A verbatim repeat of the records beneath this line is needed.

▬▬▬▬▬▬▬▬▬▬

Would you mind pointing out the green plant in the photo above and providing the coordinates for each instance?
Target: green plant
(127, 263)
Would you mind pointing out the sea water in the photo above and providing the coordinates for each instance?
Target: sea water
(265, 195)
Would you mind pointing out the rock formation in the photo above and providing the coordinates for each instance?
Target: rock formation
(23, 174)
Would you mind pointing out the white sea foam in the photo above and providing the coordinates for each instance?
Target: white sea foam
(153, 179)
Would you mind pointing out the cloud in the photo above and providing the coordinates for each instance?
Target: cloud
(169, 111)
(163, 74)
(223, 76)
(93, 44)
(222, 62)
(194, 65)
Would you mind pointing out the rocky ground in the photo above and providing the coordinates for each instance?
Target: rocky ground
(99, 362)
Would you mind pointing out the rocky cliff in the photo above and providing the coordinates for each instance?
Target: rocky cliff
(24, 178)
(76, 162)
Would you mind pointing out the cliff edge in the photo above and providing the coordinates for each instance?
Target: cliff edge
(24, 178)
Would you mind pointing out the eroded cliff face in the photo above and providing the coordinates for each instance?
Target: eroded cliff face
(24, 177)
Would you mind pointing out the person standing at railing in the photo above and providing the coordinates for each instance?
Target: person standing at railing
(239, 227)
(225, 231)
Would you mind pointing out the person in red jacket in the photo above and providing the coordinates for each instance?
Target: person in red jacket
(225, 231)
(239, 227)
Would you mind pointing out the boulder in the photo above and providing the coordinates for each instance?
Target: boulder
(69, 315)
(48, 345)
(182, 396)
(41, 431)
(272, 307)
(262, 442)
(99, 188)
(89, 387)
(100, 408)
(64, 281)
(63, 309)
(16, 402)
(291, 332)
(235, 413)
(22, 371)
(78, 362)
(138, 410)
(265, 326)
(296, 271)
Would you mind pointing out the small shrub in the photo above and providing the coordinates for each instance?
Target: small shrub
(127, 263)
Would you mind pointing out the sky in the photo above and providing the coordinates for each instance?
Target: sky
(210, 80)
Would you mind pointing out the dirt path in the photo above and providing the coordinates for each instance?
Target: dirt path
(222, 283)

▬▬▬▬▬▬▬▬▬▬

■ REPLY ■
Would you mind pointing out the green plant in the photo above and providing the coordinates for each instance?
Target: green plant
(127, 263)
Would you mind pointing out the sea water in the photo above and providing the coordinates for each instance?
Target: sea water
(265, 195)
Would you mind pointing out the rock formation in the photo above and providing the coordinates for each instance?
Target: rock formation
(23, 174)
Would you mind pointing out the white sea foam in the photo above and providing the coordinates for each instance?
Target: white sea foam
(153, 179)
Would you mind pointing out the cloud in the photo above and providing the coordinates for each instance?
Target: cloud
(169, 111)
(163, 74)
(223, 76)
(93, 44)
(222, 62)
(194, 65)
Would you mind pointing out the rocky ground in the photo above and providing the coordinates for each instance?
Target: rocky ground
(99, 362)
Would you mind pointing out the rocky cliff in the photo above and providing the coordinates for each instance?
Target: rocky cliff
(24, 178)
(76, 162)
Would you mind pointing out the cliff edge in the photo above and providing the coordinates for each instance?
Target: cliff edge
(24, 178)
Would you mind pointing out the eroded cliff face in the photo above and providing the coordinates for each instance?
Target: eroded cliff face
(24, 177)
Would you mind pointing out the person standing at railing in the photo above and providing the coordinates for each instance?
Target: person standing at railing
(239, 227)
(225, 231)
Would you mind pointing out the person in red jacket in the photo above and providing the coordinates for each instance?
Target: person in red jacket
(225, 231)
(239, 227)
Would you mind pointing out the boulder in the photo above and providing the coordinates for each instance?
Target: boulder
(69, 315)
(48, 345)
(182, 396)
(41, 431)
(272, 307)
(262, 442)
(99, 188)
(89, 387)
(100, 408)
(64, 281)
(63, 309)
(16, 402)
(291, 332)
(235, 413)
(22, 371)
(78, 362)
(138, 410)
(265, 326)
(296, 271)
Would you mind pointing out the small shrub in the photo above and providing the coordinates for each instance?
Target: small shrub
(127, 263)
Would you mind pointing out the sky in the photo above and providing the coordinates for each instance?
Target: sky
(210, 80)
Would you mind pointing out the dirt path in the photo above and providing the coordinates for each instance?
Target: dirt path
(222, 283)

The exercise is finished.